Data listing:

>>>>

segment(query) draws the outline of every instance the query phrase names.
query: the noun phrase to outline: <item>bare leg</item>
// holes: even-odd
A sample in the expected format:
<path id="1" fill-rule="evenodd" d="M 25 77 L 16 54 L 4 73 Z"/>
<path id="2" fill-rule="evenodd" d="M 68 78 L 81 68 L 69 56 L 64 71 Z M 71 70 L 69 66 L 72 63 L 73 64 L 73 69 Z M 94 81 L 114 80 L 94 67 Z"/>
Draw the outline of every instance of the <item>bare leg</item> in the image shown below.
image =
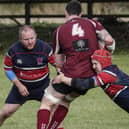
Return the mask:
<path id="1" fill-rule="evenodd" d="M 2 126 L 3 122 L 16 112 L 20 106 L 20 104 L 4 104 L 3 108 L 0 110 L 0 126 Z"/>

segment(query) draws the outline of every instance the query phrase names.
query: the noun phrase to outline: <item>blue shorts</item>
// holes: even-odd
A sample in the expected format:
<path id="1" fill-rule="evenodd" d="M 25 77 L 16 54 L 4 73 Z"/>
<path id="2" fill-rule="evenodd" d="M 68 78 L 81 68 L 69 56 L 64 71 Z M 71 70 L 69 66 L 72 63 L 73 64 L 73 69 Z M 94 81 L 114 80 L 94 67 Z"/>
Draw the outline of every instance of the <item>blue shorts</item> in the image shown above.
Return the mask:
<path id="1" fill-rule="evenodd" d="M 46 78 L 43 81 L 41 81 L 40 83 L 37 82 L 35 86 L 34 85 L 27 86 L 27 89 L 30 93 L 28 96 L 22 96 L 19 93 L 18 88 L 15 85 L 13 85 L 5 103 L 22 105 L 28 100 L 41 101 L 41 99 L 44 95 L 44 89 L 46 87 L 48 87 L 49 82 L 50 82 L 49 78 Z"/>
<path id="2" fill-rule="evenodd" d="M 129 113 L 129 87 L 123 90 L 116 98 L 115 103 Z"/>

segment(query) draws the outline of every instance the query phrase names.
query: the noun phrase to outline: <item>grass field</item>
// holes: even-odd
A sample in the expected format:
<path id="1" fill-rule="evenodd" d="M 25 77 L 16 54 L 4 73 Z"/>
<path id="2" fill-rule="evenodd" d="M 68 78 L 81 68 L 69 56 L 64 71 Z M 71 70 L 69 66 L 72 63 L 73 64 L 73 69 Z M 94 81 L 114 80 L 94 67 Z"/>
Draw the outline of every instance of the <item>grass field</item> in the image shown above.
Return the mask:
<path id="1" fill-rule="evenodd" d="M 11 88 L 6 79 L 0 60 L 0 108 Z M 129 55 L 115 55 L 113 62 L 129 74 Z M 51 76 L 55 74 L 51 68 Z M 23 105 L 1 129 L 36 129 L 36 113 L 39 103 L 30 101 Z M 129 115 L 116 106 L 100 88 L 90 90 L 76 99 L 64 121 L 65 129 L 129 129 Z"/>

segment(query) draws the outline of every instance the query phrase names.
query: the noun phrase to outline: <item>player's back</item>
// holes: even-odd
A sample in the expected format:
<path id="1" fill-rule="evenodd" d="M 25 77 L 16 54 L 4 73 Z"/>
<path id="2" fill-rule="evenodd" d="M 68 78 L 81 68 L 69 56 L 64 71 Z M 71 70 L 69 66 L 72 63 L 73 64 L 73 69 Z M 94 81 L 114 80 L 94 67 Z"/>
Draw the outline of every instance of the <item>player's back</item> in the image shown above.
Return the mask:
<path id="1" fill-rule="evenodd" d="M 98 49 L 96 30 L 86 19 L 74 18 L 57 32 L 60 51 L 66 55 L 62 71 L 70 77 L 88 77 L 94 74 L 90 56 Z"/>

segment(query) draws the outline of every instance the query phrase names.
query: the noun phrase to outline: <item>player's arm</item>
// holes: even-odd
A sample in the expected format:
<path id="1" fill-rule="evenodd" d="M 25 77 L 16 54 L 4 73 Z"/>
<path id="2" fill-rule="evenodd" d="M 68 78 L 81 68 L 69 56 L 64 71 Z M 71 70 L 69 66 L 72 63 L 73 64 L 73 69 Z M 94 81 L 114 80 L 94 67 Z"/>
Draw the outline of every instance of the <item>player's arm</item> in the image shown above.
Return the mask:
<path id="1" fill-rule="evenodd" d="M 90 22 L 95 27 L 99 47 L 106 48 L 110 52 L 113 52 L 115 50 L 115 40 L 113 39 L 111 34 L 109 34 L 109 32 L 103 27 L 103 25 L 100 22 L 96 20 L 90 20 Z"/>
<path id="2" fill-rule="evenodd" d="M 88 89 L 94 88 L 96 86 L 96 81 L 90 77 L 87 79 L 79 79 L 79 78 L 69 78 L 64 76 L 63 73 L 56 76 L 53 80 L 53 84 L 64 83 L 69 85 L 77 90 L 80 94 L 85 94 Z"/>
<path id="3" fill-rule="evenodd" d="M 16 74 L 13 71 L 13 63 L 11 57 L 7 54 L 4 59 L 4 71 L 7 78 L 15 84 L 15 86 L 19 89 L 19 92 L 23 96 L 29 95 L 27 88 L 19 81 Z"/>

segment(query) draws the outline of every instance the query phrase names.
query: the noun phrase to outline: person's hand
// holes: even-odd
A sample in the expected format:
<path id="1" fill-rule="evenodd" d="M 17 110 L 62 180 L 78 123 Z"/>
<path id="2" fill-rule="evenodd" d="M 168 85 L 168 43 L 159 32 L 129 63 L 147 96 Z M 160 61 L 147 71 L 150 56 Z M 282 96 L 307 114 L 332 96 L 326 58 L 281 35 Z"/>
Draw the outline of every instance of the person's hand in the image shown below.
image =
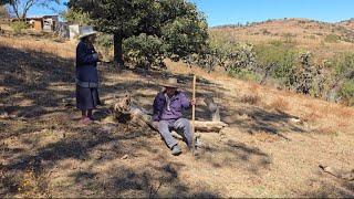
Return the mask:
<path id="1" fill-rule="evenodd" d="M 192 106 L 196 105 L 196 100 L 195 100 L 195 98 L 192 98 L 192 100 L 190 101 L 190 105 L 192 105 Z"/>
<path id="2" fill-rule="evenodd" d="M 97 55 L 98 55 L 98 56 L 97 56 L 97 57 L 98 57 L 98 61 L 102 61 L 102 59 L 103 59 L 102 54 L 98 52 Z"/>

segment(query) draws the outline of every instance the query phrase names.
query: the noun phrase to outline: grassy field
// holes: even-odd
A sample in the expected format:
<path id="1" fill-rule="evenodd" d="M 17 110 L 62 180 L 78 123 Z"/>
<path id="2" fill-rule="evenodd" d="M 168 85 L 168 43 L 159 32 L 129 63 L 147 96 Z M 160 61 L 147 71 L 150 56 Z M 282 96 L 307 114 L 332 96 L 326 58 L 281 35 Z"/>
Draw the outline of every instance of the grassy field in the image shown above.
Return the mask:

<<<<

[Written instruction]
Please output the listing word for word, starting with its first line and going on through the line that contains "129 113 L 129", with both of those lines included. Leave the pictures out of your answer.

[Reply to the exercise]
segment(query) draws the outline of every instance the query phrase names.
query: the noun phrase to outline: <item>bare leg</item>
// holes: even-odd
A sample in the expected format:
<path id="1" fill-rule="evenodd" d="M 25 77 L 16 54 L 4 73 Z"/>
<path id="2" fill-rule="evenodd" d="M 68 78 L 81 68 L 69 56 L 64 71 Z M 71 70 L 69 66 L 72 63 L 73 64 L 73 69 Z M 94 81 L 114 80 L 94 67 Z"/>
Draw the outline of every instance of the <item>bare leg</item> in the image shown below.
image =
Return the mask:
<path id="1" fill-rule="evenodd" d="M 2 126 L 3 122 L 16 112 L 20 106 L 20 104 L 4 104 L 3 108 L 0 110 L 0 126 Z"/>

segment(query) draws the outline of every instance the query phrase names.
query: the noun phrase to outline: <item>blue shorts</item>
// holes: even-odd
A sample in the expected format:
<path id="1" fill-rule="evenodd" d="M 25 77 L 16 54 L 4 73 Z"/>
<path id="2" fill-rule="evenodd" d="M 68 78 L 81 68 L 69 56 L 64 71 Z M 71 70 L 69 66 L 72 63 L 73 64 L 73 69 Z M 94 81 L 114 80 L 94 67 Z"/>
Draw the outline of every instance of the <item>blue shorts</item> in the image shown above.
Return the mask:
<path id="1" fill-rule="evenodd" d="M 46 78 L 43 81 L 41 81 L 40 83 L 37 82 L 35 86 L 34 85 L 27 86 L 27 89 L 30 93 L 28 96 L 22 96 L 19 93 L 18 88 L 15 85 L 13 85 L 5 103 L 22 105 L 28 100 L 41 101 L 41 99 L 44 95 L 44 89 L 46 87 L 48 87 L 49 82 L 50 82 L 49 78 Z"/>
<path id="2" fill-rule="evenodd" d="M 129 113 L 129 87 L 123 90 L 116 98 L 115 103 Z"/>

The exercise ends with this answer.